--- Task description ---
Please copy out the lines below word for word, changing nothing.

--- The records ---
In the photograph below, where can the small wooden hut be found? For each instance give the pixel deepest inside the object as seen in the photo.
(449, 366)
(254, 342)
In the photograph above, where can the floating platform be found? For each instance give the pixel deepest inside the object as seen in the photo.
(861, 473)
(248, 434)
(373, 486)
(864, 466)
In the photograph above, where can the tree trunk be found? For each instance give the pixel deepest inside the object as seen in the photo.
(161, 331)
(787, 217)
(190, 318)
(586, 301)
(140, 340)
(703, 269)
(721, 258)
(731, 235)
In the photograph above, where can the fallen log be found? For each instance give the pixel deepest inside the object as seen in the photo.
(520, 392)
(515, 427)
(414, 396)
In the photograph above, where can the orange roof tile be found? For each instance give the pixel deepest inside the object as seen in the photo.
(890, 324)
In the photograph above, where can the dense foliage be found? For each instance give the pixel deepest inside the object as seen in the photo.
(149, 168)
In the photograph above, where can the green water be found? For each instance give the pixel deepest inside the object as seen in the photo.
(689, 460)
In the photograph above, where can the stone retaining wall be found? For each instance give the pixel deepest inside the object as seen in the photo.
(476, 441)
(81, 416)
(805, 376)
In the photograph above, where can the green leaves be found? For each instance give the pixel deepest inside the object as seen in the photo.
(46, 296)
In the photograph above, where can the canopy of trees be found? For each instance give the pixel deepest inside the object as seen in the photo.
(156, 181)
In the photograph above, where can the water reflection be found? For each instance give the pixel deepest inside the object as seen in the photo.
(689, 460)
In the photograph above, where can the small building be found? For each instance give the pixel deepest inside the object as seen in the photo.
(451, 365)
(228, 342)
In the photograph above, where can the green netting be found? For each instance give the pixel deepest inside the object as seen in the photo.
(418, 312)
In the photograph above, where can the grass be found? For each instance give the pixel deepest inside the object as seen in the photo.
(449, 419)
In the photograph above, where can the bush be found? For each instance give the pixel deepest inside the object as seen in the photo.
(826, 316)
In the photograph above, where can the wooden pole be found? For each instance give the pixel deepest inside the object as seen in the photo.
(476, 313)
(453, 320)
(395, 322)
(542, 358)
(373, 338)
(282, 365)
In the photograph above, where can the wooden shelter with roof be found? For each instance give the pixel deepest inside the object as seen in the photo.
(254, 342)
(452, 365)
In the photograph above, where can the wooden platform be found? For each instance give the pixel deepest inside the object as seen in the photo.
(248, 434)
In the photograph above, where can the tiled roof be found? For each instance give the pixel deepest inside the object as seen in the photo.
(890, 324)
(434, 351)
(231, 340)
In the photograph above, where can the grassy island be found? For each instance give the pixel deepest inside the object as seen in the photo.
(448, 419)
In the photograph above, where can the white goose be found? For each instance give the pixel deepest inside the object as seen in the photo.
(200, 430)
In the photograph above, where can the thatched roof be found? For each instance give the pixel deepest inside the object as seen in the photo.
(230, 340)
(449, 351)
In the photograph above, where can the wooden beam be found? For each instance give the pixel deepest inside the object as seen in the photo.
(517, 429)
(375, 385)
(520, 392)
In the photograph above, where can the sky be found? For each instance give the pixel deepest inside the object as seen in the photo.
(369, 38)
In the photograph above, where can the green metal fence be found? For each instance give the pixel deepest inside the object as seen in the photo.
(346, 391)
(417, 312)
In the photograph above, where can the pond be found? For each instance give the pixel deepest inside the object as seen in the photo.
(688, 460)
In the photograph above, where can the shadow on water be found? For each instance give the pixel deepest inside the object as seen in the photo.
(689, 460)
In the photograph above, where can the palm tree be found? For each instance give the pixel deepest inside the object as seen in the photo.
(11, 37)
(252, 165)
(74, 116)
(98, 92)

--- Result of this exercise ---
In the photograph below, where can the small wooden hut be found? For each instance give the pixel deepest inside the object as seen in the photo.
(449, 366)
(254, 342)
In the photograph above, where can the floating platform be found? For each instance give the pixel deepest inside the object as seen in the photo.
(861, 473)
(248, 434)
(373, 486)
(864, 466)
In the photograph above, where can the tree trunk be found? For each instance give the pixel deepest inside the object as seen in the photo.
(161, 331)
(787, 217)
(190, 318)
(586, 301)
(140, 340)
(703, 269)
(721, 258)
(731, 235)
In the photograph above, where can the fallen log be found? For each instance give the pixel deepest inside the object as seen in the photo.
(520, 392)
(515, 427)
(414, 396)
In the photograph above, where can the orange roof tile be found? For each instance give the pixel deepest inside the object as seen in the photo.
(890, 324)
In the photograph above, where can the dense foliage be found? For each instance give the pixel deepest inside the object as seen in the photo.
(149, 168)
In the photograph above, where can the green water be found? For each instance give the pixel deepest inside the object as seen in the photo.
(689, 460)
In the photograph above, where can the stone retaining wall be found? For each instance give the pixel deepest inside the object as seen in the photo.
(476, 441)
(81, 416)
(805, 376)
In the photograph above, where can the green leaves be found? For each instance give the pixel deepest inside the object as seen in the photo.
(46, 296)
In the photograph above, where can the canopy of trees be found? For each instance give the pixel deepest inside the object as seen in the photo.
(156, 181)
In the photograph above, where can the water reflection be found? For each instance give the pixel deepest inside the object as seen in the photo.
(689, 460)
In the photograph above, where can the small building be found? For each instance give the pixel deepest inside the object as seen in the photo.
(451, 365)
(228, 342)
In the photograph above, where can the green netting be found? For each instance give the pixel deepest inside the object as seen in the photo.
(418, 312)
In the photograph above, where can the grass be found? For each instance give the pixel deepest inside the object as seen in the photo.
(449, 419)
In the photograph above, where can the bush be found? For each instance give the pixel deepest inside the object as seen in the photo.
(826, 316)
In the photograph above, where can the wooden pole be found? For each instance give the pixel deepest inside the object as seen in the photo.
(476, 313)
(453, 320)
(395, 322)
(542, 358)
(373, 338)
(282, 365)
In the photograph above, where can the wooden shelter with roof be found? For each instance give the pixel deepest inside the object as seen in the photo.
(254, 342)
(452, 365)
In the photograph above, where can the wooden platform be found? For each instance give the pixel deepest inside the object as seen in the photo.
(248, 434)
In the photograph above, where can the tiled roof be found? For each instance give the pixel deepest inside the object as seen in the photo.
(890, 324)
(434, 351)
(231, 340)
In the photograph above, where can the grassy island be found? For each instance give the pixel deepest inside the object as seen in the photo.
(448, 419)
In the photograph above, where can the white goose be found? For each instance give the pixel deepest inside the object as seen in the photo.
(200, 430)
In the photograph above, where can the thatched roof be found? For each instance give the pixel deepest inside the object as seen in the photo.
(230, 340)
(449, 351)
In the photograph above, where can the wooden beam be found? For each instance give the pixel deepest inside the object as seen in the photo.
(517, 429)
(375, 385)
(520, 392)
In the photograph above, where can the sky be found? For each instance give the pixel deepest inside the object as seen in the photo.
(369, 38)
In the photograph above, where can the green metal fence be found? For each instance give the pixel deepest inside the object as seen in the photo.
(346, 391)
(417, 312)
In the photograph above, where can the pond be found? For each instance give the pixel deepest inside the object as seen in the photo.
(688, 460)
In the photograph above, where can the shadow on water be found? For each instance give the pixel deepest inside the object as seen in the photo.
(689, 460)
In the photograph above, where can the palm tree be found? For each instance give the pixel deepest inside the object as seen in the photo.
(11, 37)
(252, 165)
(74, 116)
(98, 92)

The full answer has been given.